- WHAT IS BEING ASKED:
The required output is the exact run of lines below that opens at the line with "Query: flute" and closes at the line with "Query: black dress pants".

- Data records:
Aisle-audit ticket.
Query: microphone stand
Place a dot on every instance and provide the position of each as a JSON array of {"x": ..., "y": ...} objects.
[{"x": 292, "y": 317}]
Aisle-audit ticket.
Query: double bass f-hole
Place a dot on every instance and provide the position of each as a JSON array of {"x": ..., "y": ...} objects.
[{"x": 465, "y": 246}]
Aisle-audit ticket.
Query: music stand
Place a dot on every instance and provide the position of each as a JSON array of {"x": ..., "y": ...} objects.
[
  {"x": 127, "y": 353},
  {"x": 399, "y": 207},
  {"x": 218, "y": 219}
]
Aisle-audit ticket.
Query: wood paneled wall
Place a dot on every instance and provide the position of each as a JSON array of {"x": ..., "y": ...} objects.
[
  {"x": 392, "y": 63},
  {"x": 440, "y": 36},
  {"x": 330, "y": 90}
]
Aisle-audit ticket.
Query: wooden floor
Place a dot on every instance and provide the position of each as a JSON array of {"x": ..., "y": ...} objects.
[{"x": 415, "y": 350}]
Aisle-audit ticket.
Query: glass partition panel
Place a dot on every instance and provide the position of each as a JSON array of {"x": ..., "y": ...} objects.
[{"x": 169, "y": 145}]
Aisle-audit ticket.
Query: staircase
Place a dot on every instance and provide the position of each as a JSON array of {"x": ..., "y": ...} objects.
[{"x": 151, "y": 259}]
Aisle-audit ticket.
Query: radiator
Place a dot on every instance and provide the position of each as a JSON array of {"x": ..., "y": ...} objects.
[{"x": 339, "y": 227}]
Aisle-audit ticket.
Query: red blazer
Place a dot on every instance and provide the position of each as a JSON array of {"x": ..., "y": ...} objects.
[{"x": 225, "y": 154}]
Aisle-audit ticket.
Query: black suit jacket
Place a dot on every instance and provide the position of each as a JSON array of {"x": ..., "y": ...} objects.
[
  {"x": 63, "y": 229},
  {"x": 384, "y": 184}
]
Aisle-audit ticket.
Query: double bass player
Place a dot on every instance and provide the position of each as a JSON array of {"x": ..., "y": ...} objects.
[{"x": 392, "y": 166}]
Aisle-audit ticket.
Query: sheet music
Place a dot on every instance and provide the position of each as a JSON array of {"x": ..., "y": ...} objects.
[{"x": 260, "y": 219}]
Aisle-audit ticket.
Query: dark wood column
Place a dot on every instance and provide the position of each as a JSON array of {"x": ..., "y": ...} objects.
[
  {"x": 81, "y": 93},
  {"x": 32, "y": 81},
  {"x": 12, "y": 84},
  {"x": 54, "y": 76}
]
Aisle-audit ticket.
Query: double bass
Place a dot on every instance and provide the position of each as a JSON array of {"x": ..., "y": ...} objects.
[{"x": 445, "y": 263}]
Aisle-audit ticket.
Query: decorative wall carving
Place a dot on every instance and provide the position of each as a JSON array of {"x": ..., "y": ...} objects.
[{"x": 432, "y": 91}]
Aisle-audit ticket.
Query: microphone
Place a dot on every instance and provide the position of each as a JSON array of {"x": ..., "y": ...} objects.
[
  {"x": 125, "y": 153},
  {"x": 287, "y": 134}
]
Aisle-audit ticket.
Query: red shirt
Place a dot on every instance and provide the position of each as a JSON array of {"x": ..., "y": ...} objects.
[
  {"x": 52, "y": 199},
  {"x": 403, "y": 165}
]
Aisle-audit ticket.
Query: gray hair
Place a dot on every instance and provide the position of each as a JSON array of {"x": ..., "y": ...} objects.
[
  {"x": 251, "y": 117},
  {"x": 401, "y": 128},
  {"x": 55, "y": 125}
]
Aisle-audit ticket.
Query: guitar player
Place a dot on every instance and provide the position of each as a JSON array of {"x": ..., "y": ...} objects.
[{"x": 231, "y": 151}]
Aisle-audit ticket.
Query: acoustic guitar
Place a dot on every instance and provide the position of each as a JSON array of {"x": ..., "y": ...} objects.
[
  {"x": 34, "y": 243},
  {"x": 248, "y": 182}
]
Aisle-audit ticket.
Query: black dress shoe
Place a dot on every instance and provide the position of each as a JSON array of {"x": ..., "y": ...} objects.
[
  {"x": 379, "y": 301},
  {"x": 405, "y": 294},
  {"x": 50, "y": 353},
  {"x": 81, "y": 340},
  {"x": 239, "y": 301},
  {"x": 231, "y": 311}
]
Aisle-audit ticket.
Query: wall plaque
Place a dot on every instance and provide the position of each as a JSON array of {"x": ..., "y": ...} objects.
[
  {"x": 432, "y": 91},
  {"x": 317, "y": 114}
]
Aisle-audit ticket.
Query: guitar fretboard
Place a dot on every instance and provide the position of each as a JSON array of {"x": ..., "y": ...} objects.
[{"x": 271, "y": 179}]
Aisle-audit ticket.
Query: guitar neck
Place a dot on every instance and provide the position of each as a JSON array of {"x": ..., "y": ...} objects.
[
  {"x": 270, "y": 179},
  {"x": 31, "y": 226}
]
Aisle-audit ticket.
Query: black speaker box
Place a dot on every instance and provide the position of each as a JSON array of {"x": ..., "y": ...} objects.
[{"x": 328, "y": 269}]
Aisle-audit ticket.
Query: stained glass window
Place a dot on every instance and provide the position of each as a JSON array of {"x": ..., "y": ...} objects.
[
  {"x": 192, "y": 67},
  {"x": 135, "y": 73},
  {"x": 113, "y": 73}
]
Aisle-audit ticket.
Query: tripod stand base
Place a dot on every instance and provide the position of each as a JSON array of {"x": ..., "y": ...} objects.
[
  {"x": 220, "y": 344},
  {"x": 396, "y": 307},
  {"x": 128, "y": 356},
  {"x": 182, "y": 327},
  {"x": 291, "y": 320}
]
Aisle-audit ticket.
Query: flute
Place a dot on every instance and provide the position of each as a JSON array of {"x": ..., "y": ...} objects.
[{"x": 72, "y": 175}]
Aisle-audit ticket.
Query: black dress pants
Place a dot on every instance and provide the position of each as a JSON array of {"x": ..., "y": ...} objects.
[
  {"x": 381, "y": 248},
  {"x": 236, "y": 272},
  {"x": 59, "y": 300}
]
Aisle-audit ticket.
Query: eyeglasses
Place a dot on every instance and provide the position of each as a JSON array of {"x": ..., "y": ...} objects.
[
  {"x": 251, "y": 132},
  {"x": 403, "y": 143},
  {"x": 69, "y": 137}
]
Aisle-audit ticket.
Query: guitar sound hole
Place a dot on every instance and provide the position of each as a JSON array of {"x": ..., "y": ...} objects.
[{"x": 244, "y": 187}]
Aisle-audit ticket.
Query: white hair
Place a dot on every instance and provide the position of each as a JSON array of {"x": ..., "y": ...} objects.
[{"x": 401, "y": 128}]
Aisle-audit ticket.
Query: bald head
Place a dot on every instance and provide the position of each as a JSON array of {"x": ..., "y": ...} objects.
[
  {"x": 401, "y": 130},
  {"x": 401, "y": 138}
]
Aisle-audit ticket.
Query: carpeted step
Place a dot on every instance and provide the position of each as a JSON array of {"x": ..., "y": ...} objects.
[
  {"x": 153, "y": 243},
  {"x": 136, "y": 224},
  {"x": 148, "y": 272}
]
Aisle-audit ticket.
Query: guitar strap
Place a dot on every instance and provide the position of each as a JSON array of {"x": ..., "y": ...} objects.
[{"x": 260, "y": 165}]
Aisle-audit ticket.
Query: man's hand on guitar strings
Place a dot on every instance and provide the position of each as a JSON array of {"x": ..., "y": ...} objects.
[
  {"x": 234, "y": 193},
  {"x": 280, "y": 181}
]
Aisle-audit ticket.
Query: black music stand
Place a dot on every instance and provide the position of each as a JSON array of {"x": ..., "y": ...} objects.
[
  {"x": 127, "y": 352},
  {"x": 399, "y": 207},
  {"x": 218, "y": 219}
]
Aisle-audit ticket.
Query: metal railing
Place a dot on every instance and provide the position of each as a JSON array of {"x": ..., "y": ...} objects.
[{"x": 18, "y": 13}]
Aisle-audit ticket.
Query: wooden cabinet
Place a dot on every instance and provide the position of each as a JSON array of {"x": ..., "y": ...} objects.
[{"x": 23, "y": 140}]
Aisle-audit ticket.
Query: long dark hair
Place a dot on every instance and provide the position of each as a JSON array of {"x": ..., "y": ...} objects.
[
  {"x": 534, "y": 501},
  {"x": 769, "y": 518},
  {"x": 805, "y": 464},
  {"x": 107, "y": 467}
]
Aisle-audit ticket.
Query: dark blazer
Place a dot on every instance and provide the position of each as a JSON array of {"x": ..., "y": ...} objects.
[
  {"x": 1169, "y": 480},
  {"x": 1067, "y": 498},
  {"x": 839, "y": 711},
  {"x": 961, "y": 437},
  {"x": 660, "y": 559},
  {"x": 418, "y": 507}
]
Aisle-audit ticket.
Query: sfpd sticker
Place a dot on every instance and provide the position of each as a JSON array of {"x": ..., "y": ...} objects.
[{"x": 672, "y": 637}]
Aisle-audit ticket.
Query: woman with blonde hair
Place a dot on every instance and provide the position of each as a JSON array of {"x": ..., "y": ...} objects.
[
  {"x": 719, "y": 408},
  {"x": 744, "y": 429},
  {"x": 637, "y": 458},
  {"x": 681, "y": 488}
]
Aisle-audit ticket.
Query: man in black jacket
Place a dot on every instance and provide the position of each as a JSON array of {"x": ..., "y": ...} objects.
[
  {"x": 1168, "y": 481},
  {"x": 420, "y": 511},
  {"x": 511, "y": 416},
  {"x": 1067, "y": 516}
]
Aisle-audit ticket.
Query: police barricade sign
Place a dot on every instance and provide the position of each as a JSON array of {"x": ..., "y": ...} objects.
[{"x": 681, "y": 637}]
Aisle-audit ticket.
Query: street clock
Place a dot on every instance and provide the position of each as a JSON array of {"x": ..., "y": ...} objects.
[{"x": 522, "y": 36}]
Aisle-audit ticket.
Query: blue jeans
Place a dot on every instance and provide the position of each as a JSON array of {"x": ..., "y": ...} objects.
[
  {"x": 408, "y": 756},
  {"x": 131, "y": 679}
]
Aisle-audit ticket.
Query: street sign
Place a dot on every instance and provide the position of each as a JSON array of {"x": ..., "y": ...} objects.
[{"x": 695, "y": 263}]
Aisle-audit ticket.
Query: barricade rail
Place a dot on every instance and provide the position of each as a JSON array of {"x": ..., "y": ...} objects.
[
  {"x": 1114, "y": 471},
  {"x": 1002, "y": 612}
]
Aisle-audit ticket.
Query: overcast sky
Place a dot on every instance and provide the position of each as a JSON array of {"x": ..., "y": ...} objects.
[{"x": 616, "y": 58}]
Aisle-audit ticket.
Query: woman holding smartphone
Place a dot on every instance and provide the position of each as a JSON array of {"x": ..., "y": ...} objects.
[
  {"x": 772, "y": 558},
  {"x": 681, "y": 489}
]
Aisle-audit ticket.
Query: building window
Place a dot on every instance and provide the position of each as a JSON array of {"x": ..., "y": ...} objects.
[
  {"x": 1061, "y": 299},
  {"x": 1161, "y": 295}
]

- SOLUTION FOR THIS EXERCISE:
Query: flute
Place a dot on every instance and provide the position of each as a JSON array of {"x": ..., "y": ...} objects.
[{"x": 72, "y": 175}]
Aisle-audit ticket.
Query: black dress pants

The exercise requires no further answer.